(What needs to be done): When a line below contains the word "desert", copy that line.

═══ Records to process

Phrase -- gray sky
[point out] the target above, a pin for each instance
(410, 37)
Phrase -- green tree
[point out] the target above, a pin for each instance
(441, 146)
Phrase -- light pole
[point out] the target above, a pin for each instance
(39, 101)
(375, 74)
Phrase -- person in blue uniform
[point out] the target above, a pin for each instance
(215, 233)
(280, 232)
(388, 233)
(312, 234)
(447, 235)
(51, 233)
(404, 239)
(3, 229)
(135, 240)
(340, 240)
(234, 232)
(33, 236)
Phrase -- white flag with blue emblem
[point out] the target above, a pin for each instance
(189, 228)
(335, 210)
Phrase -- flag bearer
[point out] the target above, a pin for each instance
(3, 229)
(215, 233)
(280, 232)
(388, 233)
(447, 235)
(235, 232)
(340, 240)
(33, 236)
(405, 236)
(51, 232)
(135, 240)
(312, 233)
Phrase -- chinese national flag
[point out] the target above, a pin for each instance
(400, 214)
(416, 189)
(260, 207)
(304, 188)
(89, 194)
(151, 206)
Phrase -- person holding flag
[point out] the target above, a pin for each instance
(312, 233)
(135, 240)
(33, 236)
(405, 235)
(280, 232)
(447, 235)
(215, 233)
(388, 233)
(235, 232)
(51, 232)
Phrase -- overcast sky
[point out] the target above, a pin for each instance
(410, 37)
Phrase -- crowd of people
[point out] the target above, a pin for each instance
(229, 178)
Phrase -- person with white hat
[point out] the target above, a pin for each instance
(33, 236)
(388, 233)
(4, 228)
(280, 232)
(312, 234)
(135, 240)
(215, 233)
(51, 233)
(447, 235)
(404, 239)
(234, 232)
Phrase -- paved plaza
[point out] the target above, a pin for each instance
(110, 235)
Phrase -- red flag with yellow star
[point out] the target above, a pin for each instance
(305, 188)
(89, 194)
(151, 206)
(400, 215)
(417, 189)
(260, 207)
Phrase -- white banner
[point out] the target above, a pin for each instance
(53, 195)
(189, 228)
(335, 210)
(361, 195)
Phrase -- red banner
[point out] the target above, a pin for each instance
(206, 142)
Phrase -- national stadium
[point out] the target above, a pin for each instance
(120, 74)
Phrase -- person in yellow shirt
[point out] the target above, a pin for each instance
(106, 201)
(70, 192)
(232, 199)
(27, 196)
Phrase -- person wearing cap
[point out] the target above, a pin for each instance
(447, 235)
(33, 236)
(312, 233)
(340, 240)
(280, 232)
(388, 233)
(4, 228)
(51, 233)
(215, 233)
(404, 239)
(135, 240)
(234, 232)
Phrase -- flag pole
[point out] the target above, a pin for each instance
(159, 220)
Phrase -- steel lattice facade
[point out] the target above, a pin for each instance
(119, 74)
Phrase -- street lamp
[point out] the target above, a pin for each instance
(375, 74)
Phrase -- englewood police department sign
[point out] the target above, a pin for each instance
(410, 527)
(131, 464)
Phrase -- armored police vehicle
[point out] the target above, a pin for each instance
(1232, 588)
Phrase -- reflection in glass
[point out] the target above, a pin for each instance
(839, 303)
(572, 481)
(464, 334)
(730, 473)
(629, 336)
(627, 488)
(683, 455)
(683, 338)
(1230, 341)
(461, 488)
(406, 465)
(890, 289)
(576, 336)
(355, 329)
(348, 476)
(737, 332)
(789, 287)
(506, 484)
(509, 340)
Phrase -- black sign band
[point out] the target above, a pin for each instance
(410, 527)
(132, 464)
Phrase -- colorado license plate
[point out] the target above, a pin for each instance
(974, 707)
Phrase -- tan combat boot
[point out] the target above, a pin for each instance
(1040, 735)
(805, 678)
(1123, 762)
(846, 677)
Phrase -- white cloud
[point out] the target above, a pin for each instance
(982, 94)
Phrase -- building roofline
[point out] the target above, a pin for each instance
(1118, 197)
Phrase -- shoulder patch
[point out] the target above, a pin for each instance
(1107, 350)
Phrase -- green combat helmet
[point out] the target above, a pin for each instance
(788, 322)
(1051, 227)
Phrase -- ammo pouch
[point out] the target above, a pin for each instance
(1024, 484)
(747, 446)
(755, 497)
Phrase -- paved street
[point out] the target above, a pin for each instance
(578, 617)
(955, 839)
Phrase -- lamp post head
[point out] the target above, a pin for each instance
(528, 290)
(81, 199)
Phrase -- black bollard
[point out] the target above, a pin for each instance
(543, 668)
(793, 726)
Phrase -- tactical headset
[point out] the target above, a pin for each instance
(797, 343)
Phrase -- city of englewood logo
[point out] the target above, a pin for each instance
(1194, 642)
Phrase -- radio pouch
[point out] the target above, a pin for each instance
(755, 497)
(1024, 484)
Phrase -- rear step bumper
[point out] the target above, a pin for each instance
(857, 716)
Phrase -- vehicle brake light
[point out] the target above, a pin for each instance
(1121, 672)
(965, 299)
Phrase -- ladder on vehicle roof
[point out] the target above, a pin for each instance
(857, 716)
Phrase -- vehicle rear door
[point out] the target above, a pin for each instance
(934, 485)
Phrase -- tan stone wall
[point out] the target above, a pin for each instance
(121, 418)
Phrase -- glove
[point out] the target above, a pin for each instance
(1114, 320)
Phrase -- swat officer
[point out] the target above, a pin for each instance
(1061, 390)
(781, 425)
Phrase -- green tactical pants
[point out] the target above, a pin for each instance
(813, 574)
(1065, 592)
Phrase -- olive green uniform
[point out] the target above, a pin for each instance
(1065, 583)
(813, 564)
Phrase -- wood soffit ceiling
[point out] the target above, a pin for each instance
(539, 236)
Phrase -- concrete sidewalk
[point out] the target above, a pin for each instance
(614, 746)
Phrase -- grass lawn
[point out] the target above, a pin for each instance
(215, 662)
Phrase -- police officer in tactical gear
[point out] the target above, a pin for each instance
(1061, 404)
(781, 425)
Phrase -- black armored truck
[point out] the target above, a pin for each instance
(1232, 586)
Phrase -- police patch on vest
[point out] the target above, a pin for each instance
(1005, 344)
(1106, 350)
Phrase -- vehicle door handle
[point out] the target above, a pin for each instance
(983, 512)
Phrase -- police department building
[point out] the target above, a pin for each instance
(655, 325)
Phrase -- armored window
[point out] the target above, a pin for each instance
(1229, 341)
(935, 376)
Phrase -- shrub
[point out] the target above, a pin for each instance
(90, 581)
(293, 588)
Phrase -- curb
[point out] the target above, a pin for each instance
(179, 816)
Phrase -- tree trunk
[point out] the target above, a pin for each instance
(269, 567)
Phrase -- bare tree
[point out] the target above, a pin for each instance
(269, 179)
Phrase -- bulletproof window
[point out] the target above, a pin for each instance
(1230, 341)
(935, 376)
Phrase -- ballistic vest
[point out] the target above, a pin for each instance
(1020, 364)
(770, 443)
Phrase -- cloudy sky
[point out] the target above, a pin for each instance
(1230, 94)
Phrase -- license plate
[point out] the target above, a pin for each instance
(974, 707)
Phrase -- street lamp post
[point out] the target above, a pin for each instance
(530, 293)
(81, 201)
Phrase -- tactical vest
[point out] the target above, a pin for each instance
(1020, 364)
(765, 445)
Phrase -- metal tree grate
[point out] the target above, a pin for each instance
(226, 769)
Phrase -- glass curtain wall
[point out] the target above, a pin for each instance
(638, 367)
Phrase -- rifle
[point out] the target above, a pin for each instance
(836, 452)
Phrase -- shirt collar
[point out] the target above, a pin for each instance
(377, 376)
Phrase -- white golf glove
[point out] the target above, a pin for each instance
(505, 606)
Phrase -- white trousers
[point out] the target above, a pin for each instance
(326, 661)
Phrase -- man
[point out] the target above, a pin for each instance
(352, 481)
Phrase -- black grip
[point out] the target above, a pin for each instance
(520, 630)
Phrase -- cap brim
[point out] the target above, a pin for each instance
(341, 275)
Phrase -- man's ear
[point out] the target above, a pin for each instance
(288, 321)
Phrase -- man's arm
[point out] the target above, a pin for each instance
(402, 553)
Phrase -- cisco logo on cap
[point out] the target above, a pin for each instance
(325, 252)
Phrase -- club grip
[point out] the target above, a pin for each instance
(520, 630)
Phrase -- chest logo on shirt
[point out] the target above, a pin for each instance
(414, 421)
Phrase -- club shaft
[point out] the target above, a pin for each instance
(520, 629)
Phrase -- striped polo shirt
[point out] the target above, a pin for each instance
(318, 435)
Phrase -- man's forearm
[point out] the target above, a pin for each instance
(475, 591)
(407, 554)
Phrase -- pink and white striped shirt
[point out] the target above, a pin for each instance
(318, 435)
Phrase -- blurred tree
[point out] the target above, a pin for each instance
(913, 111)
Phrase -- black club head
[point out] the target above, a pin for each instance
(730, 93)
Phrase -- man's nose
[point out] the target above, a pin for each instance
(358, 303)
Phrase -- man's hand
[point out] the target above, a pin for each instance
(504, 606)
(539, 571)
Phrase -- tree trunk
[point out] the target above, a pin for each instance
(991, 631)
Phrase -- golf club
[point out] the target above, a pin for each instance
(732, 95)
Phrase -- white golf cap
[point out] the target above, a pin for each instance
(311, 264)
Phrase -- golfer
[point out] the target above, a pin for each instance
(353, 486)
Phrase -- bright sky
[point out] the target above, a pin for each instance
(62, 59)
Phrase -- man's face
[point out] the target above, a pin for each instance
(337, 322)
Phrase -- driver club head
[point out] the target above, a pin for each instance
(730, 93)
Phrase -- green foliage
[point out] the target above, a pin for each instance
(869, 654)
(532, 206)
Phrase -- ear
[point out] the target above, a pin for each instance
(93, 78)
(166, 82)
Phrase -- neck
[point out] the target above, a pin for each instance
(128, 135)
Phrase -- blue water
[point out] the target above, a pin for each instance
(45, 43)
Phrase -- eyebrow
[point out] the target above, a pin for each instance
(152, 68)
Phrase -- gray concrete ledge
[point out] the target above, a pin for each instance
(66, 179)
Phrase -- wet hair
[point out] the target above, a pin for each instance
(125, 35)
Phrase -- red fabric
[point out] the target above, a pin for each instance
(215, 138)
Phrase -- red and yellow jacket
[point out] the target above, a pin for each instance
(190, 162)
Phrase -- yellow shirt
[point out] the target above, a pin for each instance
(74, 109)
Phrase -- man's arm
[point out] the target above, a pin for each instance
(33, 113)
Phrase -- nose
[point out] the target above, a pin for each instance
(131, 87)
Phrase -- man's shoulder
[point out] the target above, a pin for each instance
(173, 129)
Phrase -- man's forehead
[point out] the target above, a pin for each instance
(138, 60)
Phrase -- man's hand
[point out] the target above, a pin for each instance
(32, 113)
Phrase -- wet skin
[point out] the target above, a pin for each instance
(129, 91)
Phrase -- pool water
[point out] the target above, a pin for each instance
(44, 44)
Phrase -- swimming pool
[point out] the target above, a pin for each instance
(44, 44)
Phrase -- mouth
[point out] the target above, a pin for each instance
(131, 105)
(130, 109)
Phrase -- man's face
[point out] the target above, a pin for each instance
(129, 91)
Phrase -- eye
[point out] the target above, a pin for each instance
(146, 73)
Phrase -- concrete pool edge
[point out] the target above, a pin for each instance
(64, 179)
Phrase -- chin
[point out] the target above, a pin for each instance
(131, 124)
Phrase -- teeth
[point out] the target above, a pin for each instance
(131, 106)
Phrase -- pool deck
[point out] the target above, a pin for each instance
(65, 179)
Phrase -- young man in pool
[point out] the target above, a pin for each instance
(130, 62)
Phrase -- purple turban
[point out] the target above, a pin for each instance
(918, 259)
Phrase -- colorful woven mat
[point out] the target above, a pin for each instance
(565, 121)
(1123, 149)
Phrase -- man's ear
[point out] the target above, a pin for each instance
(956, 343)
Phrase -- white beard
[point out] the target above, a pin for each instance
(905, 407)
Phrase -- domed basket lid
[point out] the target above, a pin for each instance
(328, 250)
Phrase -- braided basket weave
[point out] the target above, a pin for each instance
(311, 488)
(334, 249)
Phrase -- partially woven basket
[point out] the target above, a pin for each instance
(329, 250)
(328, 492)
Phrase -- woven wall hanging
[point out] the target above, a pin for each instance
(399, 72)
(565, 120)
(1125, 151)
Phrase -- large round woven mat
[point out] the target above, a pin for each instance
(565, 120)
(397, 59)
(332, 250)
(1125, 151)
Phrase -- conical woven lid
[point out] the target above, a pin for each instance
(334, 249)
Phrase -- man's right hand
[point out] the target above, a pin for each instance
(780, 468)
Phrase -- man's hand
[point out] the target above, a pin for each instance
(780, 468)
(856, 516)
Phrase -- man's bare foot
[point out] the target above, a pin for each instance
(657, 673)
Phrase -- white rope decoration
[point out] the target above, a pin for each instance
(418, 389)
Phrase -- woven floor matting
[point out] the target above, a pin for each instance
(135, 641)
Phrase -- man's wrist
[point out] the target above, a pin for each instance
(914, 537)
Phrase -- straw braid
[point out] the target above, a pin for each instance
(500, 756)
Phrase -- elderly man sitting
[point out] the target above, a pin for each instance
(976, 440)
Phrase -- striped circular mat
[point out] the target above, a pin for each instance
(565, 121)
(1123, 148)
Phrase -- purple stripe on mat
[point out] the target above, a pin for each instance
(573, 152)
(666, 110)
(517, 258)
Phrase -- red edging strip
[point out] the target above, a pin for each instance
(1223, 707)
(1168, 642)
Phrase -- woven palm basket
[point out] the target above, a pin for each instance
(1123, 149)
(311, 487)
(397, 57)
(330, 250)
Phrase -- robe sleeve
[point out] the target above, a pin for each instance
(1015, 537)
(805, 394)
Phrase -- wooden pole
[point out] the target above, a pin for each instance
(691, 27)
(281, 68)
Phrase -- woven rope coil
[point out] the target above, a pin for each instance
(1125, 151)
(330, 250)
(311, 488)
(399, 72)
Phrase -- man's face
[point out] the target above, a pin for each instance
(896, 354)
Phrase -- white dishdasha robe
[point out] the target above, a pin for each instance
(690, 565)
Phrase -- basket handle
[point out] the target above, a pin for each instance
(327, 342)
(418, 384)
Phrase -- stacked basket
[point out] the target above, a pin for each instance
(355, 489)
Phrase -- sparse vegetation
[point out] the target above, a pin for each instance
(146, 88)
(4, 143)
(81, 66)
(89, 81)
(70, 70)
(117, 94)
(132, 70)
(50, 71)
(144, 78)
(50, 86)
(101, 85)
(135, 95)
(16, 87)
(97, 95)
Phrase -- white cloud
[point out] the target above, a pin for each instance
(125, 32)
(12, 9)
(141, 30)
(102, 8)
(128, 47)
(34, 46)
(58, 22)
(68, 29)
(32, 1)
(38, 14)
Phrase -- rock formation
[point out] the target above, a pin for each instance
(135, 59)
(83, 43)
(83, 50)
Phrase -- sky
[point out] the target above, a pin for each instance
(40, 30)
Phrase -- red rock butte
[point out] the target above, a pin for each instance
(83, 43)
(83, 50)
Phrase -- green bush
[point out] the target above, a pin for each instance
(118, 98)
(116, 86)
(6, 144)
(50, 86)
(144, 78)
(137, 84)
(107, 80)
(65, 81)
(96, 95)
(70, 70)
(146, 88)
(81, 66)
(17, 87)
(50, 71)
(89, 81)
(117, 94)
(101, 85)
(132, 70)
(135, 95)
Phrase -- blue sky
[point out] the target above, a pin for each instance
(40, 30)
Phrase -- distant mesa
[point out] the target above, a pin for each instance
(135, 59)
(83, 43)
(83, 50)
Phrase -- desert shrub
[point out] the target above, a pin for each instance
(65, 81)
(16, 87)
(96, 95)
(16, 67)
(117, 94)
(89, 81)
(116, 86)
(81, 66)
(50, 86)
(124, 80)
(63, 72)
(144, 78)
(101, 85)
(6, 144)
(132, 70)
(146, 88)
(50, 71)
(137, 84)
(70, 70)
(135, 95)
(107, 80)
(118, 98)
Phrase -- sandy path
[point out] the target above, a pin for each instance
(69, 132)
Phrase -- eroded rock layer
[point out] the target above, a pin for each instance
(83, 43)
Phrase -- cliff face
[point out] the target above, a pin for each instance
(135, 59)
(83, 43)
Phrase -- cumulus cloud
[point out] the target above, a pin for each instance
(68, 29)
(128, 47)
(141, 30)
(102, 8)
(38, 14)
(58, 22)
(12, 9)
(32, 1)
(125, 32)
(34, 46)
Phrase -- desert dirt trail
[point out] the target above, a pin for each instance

══════

(Your solution):
Phrase -- desert shrub
Phrase -- desert dirt trail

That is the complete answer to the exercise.